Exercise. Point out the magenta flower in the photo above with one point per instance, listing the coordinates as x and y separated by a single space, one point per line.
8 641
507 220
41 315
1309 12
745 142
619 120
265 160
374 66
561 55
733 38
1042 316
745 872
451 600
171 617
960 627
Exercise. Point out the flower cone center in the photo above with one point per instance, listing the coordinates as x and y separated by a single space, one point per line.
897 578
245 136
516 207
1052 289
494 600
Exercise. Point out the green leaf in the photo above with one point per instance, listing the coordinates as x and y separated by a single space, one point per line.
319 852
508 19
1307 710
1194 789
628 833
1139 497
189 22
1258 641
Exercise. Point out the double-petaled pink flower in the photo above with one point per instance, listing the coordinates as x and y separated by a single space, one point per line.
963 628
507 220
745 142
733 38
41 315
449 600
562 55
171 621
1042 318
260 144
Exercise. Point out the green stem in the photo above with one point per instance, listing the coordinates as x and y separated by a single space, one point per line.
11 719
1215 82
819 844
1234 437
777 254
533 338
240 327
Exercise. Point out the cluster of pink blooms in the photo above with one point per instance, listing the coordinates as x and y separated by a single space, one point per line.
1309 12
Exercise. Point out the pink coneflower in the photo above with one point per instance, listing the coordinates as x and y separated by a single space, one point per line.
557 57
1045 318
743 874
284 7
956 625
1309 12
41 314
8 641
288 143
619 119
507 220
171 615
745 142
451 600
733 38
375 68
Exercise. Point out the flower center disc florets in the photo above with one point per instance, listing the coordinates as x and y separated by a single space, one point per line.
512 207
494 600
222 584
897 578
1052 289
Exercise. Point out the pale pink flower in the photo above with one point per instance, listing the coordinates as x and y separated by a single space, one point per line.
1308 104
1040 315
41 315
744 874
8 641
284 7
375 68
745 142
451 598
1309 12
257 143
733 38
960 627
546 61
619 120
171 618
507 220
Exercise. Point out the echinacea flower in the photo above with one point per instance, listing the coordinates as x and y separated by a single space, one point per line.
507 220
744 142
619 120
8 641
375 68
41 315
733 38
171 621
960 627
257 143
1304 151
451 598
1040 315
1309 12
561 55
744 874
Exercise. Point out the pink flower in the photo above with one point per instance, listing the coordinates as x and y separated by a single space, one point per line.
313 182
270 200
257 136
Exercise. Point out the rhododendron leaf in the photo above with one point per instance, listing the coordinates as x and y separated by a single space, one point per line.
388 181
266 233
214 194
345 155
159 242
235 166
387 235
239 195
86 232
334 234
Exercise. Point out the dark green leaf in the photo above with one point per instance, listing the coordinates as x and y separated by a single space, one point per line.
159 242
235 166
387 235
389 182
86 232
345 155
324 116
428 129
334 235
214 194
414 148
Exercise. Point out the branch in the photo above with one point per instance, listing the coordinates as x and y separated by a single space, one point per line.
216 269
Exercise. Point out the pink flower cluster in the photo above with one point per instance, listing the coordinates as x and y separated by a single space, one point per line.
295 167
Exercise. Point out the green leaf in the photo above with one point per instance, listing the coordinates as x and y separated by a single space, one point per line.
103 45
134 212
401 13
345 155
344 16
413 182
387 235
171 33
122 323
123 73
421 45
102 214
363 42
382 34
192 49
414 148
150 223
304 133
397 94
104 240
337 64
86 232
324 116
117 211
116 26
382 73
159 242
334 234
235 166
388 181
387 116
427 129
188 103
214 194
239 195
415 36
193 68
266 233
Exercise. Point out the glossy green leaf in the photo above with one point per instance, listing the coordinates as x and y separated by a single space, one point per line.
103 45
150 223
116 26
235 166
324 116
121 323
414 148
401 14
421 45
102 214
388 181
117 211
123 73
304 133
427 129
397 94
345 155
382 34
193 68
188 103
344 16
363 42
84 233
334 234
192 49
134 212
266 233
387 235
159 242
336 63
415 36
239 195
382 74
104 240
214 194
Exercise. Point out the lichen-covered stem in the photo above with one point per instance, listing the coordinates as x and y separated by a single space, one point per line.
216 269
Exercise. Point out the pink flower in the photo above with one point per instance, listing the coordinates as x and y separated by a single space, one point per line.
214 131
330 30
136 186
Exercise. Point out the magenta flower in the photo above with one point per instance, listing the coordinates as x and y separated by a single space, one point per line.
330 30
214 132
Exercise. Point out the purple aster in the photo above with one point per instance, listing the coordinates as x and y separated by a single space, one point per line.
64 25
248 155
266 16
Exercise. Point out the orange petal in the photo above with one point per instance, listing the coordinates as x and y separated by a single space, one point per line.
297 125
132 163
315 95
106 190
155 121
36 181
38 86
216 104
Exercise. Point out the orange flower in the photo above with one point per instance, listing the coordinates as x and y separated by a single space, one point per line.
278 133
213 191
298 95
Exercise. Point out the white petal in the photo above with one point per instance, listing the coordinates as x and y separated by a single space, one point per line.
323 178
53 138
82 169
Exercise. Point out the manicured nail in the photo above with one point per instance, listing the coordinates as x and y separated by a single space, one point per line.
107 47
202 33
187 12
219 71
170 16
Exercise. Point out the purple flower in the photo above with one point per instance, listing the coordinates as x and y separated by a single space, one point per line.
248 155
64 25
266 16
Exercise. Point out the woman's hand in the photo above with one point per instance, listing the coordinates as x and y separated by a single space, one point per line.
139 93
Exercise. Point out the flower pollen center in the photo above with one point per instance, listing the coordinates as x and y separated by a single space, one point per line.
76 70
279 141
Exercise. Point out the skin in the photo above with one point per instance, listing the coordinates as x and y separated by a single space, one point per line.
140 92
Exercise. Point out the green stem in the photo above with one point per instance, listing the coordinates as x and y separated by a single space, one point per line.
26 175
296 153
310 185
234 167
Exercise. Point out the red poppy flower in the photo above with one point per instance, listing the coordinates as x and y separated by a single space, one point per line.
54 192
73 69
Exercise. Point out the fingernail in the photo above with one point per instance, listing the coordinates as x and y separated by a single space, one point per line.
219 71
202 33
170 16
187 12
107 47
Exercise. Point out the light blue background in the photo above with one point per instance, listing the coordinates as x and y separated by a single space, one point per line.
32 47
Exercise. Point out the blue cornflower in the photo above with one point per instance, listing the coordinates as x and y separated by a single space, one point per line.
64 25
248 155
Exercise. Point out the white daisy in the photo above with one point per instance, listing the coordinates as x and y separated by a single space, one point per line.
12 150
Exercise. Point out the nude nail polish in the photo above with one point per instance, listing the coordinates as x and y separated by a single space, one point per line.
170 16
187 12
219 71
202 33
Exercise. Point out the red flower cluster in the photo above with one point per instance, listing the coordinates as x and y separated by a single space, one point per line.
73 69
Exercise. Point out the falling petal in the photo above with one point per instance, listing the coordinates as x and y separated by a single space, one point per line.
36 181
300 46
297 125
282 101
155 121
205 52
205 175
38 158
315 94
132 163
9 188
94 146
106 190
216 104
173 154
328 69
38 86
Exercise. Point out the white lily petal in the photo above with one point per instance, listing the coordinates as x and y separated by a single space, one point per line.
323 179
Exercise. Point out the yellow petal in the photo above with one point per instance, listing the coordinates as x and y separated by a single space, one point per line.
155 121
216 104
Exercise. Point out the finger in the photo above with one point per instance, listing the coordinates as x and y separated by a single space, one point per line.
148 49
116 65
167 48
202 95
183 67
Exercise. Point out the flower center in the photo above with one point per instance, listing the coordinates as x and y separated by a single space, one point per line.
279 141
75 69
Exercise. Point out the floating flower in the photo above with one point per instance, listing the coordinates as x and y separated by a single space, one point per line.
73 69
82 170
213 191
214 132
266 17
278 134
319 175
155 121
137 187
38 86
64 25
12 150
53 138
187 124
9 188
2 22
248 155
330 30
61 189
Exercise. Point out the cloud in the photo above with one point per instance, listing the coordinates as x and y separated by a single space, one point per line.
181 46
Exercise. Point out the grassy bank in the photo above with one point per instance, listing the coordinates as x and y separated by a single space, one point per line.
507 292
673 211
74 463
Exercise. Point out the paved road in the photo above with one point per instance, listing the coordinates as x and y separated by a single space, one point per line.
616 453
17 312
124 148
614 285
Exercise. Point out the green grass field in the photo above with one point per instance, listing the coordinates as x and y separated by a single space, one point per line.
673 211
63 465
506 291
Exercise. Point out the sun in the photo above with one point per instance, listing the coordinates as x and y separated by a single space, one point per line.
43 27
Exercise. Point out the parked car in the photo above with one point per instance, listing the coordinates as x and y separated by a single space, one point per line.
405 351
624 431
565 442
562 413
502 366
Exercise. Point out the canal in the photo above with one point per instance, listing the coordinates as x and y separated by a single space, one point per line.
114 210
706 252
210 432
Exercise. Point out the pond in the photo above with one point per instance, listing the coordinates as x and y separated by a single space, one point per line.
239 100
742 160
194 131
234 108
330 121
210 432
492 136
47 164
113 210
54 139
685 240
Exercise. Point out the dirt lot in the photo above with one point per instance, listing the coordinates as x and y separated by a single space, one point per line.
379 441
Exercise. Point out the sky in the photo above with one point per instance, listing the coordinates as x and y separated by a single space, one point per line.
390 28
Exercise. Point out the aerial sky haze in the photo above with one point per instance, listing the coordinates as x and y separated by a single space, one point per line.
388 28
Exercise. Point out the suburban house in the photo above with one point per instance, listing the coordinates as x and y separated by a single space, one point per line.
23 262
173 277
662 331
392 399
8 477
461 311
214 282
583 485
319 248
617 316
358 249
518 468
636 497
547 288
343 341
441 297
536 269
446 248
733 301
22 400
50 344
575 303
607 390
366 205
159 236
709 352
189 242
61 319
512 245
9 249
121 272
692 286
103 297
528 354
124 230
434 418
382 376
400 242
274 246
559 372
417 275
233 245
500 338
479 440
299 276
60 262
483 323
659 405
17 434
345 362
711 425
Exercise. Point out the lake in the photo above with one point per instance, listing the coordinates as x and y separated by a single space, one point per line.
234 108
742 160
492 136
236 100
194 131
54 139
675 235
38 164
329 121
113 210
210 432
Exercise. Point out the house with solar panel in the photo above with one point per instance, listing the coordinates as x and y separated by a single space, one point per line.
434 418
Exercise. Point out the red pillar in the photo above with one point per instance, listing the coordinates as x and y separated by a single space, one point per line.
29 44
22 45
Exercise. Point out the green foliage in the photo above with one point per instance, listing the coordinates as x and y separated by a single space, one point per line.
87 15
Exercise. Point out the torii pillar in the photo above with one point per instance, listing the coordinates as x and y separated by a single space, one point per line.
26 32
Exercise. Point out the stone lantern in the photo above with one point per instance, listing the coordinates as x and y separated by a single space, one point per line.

PROMPT: Copy only this span: the line that contains "Exercise. Point out the red pillar", the last line, and every line between them.

WRITTEN SOLUTION:
Exercise. Point out the red pillar in the photo above with one point per instance, listing the coordinates as x and y separated by a single space, one point per line.
29 44
22 45
Exercise. Point out the green foliage in the photo above with one point per instance, listing the coordinates as x and y separated by a single space, one point per line.
87 15
Exercise. Point out the torii pillar in the photo above with one point per instance, listing the coordinates as x and y separated by a single space, one point per line.
26 32
Exercise. Point out the stone lantern in the photo above with one point per instance, listing the coordinates as x and y separated by a single space, one point per line.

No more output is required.